» **Activity 1**: In the text on the Westerhof leave application, which three justices made up the quorum that heard it?
» **Activity 2**: Carry the text on the Westerhof leave application forward from its final line.

» **Extracted text**:
----
November 9, 2015

As I previously blogged, the Court of Appeal for Ontario held in Westerhof v. Gee Estate, 2015 ONCA 206 that witnesses with special expertise who give opinion evidence not formed for the purposes of litigation do not have to comply with the strict procedural requirements for expert witnesses. The losing party sought leave to appeal this decision to the Supreme Court of Canada but the Supreme Court dismissed the application for leave to appeal.

In civil cases such as Westerhof there is no automatic right to have an appeal heard by the Supreme Court. Instead, a prospective appellant must seek leave to appeal the provincial appellate court’s decision. This application for leave is done in writing. While an oral hearing may be ordered to determine whether leave should be granted, in practice the matter is usually decided on the written record before the Supreme Court.

A quorum of three justices (here Chief Justice McLachlin and Justices Moldaver and Gascon) hear leave to appeal applications and will grants leave to appeal if they are of the opinion that any question involved in the appeal is:

  1. one that ought to be decided by the Supreme Court by reason of its public importance or the importance of any issue of law (or any issue of mixed law and fact) involved in that question; or
  2. of such a nature or significance as to warrant decision by the Supreme Court.
----
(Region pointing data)
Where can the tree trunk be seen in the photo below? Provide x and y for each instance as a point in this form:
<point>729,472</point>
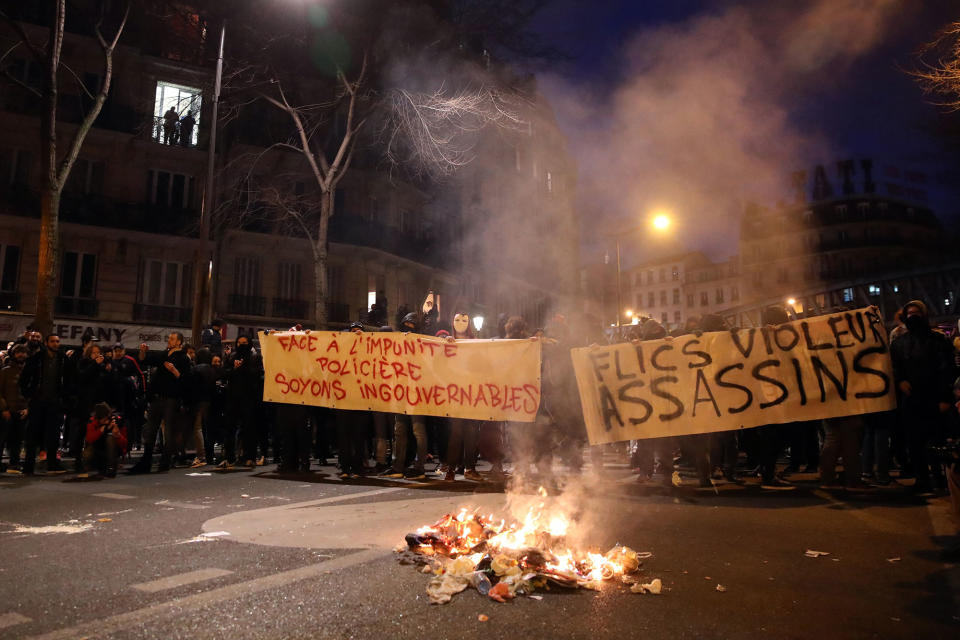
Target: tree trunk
<point>47,265</point>
<point>320,254</point>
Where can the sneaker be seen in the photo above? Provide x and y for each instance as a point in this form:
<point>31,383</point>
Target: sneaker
<point>777,485</point>
<point>414,474</point>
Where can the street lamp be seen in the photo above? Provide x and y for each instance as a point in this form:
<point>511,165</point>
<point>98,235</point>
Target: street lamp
<point>660,222</point>
<point>201,291</point>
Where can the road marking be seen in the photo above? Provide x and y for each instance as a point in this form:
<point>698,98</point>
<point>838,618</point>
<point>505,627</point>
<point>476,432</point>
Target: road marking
<point>12,619</point>
<point>182,505</point>
<point>178,606</point>
<point>171,582</point>
<point>876,523</point>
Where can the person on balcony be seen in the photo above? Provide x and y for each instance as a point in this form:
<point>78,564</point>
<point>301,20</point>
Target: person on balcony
<point>170,121</point>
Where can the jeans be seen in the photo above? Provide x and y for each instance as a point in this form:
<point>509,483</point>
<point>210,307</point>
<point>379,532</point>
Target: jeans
<point>351,429</point>
<point>843,438</point>
<point>102,454</point>
<point>166,411</point>
<point>401,426</point>
<point>381,434</point>
<point>295,431</point>
<point>11,434</point>
<point>45,420</point>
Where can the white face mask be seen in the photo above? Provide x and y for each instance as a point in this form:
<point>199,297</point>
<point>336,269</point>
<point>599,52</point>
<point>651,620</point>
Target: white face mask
<point>461,322</point>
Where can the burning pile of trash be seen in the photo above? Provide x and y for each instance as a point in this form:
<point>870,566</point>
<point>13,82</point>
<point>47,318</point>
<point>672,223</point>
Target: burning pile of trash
<point>503,559</point>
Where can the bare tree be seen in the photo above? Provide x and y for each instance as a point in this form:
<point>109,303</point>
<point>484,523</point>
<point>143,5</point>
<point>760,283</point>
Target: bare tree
<point>56,164</point>
<point>939,68</point>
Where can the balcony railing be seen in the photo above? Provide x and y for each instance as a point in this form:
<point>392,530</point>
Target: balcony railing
<point>338,312</point>
<point>286,308</point>
<point>247,305</point>
<point>157,313</point>
<point>172,137</point>
<point>87,307</point>
<point>9,301</point>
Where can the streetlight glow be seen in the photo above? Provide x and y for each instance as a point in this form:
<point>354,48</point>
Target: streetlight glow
<point>661,221</point>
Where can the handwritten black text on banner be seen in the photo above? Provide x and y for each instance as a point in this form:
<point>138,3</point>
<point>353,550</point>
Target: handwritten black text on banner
<point>828,366</point>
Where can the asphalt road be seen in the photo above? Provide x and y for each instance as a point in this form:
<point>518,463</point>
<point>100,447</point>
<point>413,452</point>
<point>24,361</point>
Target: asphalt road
<point>251,555</point>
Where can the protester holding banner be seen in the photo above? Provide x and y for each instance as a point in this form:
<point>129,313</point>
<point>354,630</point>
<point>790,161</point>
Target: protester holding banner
<point>462,433</point>
<point>924,372</point>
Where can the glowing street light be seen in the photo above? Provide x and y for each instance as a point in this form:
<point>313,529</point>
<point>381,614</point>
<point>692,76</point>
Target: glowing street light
<point>661,221</point>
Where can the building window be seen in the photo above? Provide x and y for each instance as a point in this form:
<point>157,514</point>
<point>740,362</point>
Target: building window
<point>176,114</point>
<point>78,276</point>
<point>15,166</point>
<point>288,280</point>
<point>166,284</point>
<point>166,189</point>
<point>9,268</point>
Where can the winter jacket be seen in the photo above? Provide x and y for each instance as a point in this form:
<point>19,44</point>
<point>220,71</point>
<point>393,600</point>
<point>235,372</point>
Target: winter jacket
<point>11,398</point>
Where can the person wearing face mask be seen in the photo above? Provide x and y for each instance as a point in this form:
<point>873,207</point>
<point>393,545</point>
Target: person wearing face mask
<point>923,370</point>
<point>462,433</point>
<point>166,391</point>
<point>13,407</point>
<point>243,371</point>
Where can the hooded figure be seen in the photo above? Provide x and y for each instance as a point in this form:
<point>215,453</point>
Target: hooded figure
<point>924,372</point>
----
» **Final answer 1**: Chief Justice McLachlin and Justices Moldaver and Gascon.

» **Final answer 2**:
As such, the Supreme Court’s dismissal of a leave application does not necessarily mean that it agrees or disagrees with a lower court’s decision, just that the above test was not met. As is tradition, the Supreme Court gave no reasons for dismissing the application for leave in Westerhof. While the Supreme Court did order costs, typically such cost awards are not particularly large and are dealt with by the court’s registrar.

This decision is an example of a dog that did not bark. Westerhof remains good law and the final word in Ontario with respect to the treatment of witnesses with special expertise who provide opinion evidence. Estate litigators who rely, for example, upon the evidence of medical professionals not retained as formal experts can breathe a sigh of relief: medical professionals may continue to testify about their opinions that arose directly from their treatment of patients without complying with the strict procedural requirements for expert witnesses. The uncertainty that the state of the law could be changed by the Supreme Court has now been lifted.